Zu erledigen:
a – Seit welchem Jahr haben die USA laut dem Text zur iranischen Atomfrage schon viele Sanktionen ergriffen?
b – Setze bitte den Text zur iranischen Atomfrage nach seinem letzten Satz fort.

Welche Risiken ergeben sich für die Region?
In der Region ist es so, dass wir eine Konkurrenz zwischen Saudi-Arabien und Iran haben. Es besteht also das Risiko, dass auch Saudi-Arabien eine Atomwaffe fordert. Und es herrscht auch die Gefahr, dass Israel miteinbezogen wird. Das ist eine Situation die sich sehr eskalierend auswirken kann.
Wenn die Amerikaner nicht mitmachen, wird es schwierig, wenn nicht unmöglich, eine Koalition zu schmieden.
Kein Land hat Interesse an einer Eskalation. Da wird sich diese doch auch verhindern lassen?
Das wird schwierig werden. Das war ja gerade die Ausgangssituation. Wir hatten einen amerikanischen Präsidenten, der unbedingt verhindern wollte, dass Iran eine Atombombe baut. Die EU wollte das schon lange, auch China und Russland haben kein Interesse an einer Atommacht Iran. Aber wenn die Amerikaner nicht mitmachen, dann wird es schwierig, wenn nicht unmöglich, eine Koalition zu schmieden.
Warum eigentlich nicht. Würden denn neue US-Sanktionen den Iran dermassen schmerzen?
Wirtschaftlich nicht unbedingt. Denn die wirtschaftlichen Beziehungen zwischen USA und dem Iran sind sehr gering. Die USA haben ja schon seit 1979 viele Sanktionen ergriffen. Insofern sind sich die Iraner daran gewöhnt. Aber die Hoffnung war ja, dass sich durch das Abkommen für die iranische Wirtschaft Vorteile erzielen lassen. Und wenn mit Amerika diese Annäherung von vornherein nicht geschehen wird, dann gibt es für den Iran auch keine Anreize, sich kooperativ in der Atomfrage zu zeigen.

Annotierte Daten zur Objektlokalisierung in Fotos:

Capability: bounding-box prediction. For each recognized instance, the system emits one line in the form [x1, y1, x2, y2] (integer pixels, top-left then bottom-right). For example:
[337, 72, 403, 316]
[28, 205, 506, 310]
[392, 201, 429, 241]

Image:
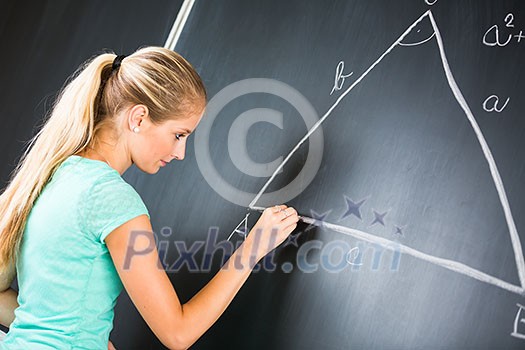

Antworten:
a – Seit 1979.

b –
Was für Möglichkeiten haben die Europäer?
Nun, die Europäer könnten weiterhin ihre Sanktionen aussetzen. Aber sie sind natürlich auch gut beraten, nicht zuletzt wegen der transatlantischen Beziehungen, die kritischen Punkte des Abkommens anzusprechen. Aber das wird ein schwieriges Unterfangen. Und es gibt kritische Punkte, insbesondere, dass das Raketenprogramm nicht inbegriffen ist.
Sehen Sie keine Möglichkeit, das Abkommen beizubehalten und trotzdem nachzubessern?
Das ist sehr schwierig, weil die Iraner ohne die Amerikaner keinen Anreiz zu neuen Vereinbarungen haben. Für sie hat sich gezeigt, dass das Papier nichts wert ist.
Ist denn Nachbesserung gar keine Option?
Wenn es eine solche Möglichkeit gibt, dann jene, die der französische Präsident Emmanuel Macron ins Spiel gebracht hat, wonach man einen neuen Vertrag anpeilt. Darin soll dann sowohl die Beschränkung des Raketenprogramms auf den Tisch kommen als auch die Machtrolle des Iran in der Region – das heisst im Irak, in Syrien, im Jemen und anderswo. Denn das ist das, was berechtigterweise auch von Israel als eine Bedrohung wahrgenommen wird.
Wie beurteilen Sie die Chancen einer solchen Nachbesserung?
Das wird sehr, sehr schwierig. Denn Iran hat wenig Anreize und es gibt starke Kräfte im Land, die lieber heute als morgen wieder zum Atomprogramm übergehen wollen. Und die sich auch die Machtposition in der Region nicht wegverhandeln lassen wollen. Das gleiche gilt für das Raketenprogramm. Dieses ist ein wichtiger Faktor für die Revolutionsgarde, für das Militär, und insofern ist das hartes Brot für Leute, die etwas verhandeln wollen.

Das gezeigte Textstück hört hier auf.